-- BEGIN DOCUMENT TEXT --

# ISO ideas for cod roe



## The King (Apr 17, 2008)

I was cleaning up some fish heads and bones I got for free at the farmers market to make stock with and found that all the innards had been left in in a piece of cod, including the roe.

Apart from pan frying it really quickly and doing the obvious thing of serving as a starter with lemon wedge, has anyone got any good roe recipes?

I'm considering marinating it in a little white wine vinegar and saffron, off the top of my head.

An alternative, I guess would be to get Scottish on it ***, and breadcrumb and batter 'em.


----------



## marthabryan (Apr 17, 2008)

Hi, 

I just joined this group today, so I'm hoping I'm doing  this right.  I had planned to just "lurk" for a couple of days and get an idea of how this forum works, but I couldn't resist this question.  I have been looking for a recipe for the Greek dip, taramasalata that approximates the wonderful dip served by "Le Petit Greek" on Larchmont in Los Angeles.  It's heavenly, but the recipes I have tried, all of which use "cod roe," otherwise known as "tarama," just haven't equalled the one at "Le Petit Greek."

-- END DOCUMENT TEXT --
-- BEGIN SUPPLIED MATERIAL --

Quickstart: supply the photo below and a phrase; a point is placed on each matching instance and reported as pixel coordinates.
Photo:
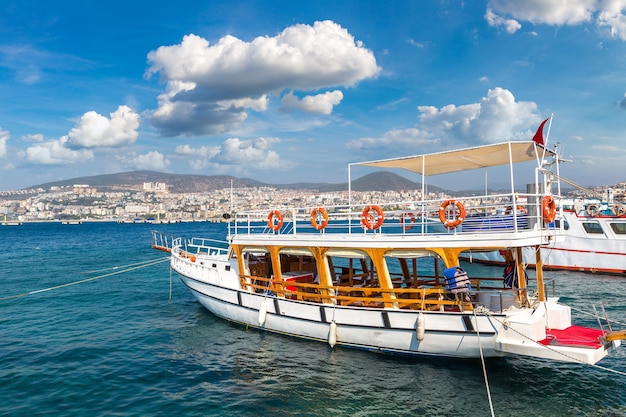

-- END SUPPLIED MATERIAL --

**REQUIRED TASKS**
a) In the cod roe thread above, rewrite the paragraph beginning "I was cleaning up some fish heads" as one shorter sentence that keeps its main facts.
b) Carry the cod roe thread forward, starting right after the last sentence of its final post.

**ANSWERS TO THE EXERCISES**
a) While cleaning free fish heads and bones from the farmers market to make stock, I found a piece of cod that still had all its innards, roe included.

b)
Your question renews my excitement about experimenting on this!  If I come up with a good one, I will certainly post it - in the meantime, anyone else have a good one?

Martha


----------



## Bilby (Apr 18, 2008)

Hi Martha and welcome to DC!  I haven't tried to make taramsalata but here are a couple of recipes that may be different to those you have tried.

Taramasalata - Recipe - Taste.com.au
Taramasalata with prawns - Recipe - Taste.com.au
Greek Fish Roe Appetiser Recipe - The Foody
Taramasalata--Caviar dip
Taramasalata
HTH


----------



## Bilby (Apr 18, 2008)

I just spread cod's roe on toast.  Yummy!!


----------



## marthabryan (Apr 18, 2008)

Hi, Bilby!

Thanks for the recipes - I'll take a look at them!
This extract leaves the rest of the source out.